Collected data
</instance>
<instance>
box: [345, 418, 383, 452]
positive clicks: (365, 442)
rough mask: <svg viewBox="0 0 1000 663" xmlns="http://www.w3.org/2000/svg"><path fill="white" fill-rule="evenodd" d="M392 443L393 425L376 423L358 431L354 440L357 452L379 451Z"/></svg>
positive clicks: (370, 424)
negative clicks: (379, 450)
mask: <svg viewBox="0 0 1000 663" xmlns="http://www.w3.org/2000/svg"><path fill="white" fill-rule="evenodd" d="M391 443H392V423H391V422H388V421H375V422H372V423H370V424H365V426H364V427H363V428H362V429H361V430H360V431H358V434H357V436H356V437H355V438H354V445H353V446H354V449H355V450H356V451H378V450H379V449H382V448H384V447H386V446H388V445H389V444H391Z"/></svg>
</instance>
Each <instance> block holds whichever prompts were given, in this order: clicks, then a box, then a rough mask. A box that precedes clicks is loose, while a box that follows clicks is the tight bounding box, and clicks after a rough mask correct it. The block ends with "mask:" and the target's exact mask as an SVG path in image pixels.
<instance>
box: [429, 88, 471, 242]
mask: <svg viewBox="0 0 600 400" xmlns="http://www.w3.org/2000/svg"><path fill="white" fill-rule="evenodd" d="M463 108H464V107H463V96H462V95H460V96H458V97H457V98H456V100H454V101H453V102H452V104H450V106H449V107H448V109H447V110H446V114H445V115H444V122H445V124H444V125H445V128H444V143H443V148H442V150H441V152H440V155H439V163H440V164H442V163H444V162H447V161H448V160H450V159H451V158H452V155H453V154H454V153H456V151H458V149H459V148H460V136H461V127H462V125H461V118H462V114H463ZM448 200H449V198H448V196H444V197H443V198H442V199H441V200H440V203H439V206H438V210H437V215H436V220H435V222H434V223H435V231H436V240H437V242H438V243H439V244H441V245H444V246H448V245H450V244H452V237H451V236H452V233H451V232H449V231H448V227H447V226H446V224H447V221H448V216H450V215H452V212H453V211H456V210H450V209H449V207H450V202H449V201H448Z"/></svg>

WHAT YOU NEED TO DO. Lines above with the word "rough" should be counted, and the reply is that count alone.

ANSWER SECTION. 2